-- start of PROVIDED RECORDS --

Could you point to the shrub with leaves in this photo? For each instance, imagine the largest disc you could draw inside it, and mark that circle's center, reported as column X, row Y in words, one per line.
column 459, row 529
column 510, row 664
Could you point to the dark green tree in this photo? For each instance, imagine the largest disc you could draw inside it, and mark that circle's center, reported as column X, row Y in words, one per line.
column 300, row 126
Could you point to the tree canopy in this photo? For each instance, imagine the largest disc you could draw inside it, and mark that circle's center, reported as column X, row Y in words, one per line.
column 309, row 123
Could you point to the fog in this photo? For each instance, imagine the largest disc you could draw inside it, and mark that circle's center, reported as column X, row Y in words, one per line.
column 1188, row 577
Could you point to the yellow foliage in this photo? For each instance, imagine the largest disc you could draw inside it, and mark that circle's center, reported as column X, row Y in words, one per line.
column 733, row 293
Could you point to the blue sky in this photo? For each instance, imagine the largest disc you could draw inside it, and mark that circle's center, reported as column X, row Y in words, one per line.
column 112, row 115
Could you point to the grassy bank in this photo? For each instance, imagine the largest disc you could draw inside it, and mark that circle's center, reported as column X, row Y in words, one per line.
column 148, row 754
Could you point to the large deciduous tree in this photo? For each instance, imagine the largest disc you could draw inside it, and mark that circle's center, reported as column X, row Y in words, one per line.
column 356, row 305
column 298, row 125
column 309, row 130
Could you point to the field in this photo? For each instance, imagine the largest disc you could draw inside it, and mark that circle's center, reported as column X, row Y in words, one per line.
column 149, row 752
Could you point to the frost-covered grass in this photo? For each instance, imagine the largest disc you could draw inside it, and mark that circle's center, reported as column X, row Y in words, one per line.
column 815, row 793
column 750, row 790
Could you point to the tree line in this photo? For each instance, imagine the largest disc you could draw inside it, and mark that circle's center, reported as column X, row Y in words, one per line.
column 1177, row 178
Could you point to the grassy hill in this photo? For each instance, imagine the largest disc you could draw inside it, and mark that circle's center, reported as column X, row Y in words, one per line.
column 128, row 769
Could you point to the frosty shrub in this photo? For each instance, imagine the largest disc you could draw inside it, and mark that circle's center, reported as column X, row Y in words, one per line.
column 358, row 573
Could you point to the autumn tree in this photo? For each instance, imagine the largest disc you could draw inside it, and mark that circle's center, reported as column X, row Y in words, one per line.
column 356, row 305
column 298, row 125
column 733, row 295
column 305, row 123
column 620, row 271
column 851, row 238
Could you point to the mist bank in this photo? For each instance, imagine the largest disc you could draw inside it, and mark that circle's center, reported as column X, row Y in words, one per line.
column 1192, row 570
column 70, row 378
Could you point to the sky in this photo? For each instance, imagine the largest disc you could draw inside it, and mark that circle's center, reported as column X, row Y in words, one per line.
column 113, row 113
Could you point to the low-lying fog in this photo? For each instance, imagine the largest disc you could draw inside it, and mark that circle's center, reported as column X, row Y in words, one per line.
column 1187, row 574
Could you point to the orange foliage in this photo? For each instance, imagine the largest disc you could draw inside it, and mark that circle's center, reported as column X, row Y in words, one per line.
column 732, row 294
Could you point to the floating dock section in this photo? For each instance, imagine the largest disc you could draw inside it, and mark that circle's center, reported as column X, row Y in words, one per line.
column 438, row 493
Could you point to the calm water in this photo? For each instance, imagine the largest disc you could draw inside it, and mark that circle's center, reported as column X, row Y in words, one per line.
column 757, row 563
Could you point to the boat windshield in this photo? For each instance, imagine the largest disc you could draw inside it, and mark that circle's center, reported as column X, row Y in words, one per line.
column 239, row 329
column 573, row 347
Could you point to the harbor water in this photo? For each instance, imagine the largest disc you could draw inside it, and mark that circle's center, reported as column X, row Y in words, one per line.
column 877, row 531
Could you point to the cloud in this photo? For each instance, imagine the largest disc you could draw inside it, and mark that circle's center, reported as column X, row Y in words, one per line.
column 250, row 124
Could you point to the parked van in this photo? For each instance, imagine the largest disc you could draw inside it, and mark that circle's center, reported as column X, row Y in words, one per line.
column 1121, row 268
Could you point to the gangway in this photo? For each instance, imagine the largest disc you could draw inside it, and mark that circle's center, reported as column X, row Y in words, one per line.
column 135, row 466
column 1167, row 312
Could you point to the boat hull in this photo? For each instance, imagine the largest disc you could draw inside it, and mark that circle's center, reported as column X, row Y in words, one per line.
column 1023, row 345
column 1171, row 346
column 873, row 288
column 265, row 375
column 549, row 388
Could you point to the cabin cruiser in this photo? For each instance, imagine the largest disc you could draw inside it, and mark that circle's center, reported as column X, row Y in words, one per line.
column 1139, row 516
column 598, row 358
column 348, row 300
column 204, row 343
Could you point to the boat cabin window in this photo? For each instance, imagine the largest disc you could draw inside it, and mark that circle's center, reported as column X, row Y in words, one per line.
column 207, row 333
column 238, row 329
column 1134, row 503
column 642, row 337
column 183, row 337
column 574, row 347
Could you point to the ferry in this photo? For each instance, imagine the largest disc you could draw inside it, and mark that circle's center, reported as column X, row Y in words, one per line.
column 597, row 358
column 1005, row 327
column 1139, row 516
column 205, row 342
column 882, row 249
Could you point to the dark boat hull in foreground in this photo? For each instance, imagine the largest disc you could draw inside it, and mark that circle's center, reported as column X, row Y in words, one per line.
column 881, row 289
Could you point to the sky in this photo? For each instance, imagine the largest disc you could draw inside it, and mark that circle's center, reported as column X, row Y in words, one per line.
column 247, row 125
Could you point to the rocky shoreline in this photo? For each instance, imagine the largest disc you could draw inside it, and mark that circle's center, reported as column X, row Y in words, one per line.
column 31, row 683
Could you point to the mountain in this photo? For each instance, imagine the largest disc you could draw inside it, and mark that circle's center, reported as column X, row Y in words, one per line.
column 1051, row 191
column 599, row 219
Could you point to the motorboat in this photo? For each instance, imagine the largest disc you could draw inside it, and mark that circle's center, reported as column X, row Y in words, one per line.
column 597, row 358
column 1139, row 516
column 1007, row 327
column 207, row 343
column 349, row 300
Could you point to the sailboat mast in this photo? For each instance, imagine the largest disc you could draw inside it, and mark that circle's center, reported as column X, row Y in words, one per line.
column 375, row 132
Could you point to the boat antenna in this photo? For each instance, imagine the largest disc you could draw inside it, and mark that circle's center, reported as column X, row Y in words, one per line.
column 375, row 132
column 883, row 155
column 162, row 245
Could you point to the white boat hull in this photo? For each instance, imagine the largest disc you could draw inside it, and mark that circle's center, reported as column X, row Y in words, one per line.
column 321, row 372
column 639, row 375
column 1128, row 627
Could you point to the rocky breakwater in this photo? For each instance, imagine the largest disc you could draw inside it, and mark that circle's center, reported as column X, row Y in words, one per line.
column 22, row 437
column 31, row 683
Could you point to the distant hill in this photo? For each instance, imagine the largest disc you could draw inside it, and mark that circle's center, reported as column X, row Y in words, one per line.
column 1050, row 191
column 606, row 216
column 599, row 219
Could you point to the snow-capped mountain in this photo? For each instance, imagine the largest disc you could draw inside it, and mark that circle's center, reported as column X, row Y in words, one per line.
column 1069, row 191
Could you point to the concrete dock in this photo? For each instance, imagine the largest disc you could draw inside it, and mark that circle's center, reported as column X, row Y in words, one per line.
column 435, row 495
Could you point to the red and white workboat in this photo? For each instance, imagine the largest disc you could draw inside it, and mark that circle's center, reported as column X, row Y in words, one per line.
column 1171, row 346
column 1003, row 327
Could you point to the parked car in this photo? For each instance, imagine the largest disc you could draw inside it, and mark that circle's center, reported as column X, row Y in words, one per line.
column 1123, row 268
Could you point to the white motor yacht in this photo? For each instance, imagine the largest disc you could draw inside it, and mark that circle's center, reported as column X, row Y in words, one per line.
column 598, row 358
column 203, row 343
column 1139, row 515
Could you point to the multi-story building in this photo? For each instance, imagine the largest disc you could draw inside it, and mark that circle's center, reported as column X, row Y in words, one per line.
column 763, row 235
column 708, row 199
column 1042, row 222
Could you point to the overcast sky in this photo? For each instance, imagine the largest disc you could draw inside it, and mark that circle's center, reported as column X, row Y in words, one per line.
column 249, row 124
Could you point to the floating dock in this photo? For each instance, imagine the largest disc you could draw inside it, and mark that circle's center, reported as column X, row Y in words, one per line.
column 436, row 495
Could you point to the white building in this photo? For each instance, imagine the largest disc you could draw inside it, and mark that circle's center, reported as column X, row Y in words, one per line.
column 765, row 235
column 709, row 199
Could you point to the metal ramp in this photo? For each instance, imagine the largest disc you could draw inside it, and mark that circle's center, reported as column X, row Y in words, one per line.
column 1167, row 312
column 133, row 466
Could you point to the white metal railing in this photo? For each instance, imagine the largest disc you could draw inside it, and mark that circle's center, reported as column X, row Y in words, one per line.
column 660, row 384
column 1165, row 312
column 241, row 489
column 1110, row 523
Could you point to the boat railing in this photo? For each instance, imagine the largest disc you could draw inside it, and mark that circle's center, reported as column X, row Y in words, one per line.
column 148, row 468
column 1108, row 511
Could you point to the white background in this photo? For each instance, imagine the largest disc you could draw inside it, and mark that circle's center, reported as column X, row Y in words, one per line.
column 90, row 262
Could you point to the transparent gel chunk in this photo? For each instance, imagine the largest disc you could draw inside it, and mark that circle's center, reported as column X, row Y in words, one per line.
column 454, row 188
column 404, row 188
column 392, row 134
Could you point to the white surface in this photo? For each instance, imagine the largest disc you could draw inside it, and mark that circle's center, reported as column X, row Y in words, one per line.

-- end of PROVIDED RECORDS --

▸ WRITTEN INSTRUCTION: Rewrite the records from the start through the line containing "column 300, row 126", substituting "circle" for every "disc" and leaving everything else unchanged. Give only those lines.

▸ REPLY:
Could you point to the shrub with leaves in this photo? For each instance, imagine the largest circle you could draw inside it, and mark that circle's center, reported as column X, row Y in words, one per line.
column 459, row 529
column 510, row 664
Could you point to the dark green tree in this photo? For each instance, imagine the largest circle you could draw inside it, and mark that circle's center, reported as column X, row Y in words, one per line.
column 300, row 126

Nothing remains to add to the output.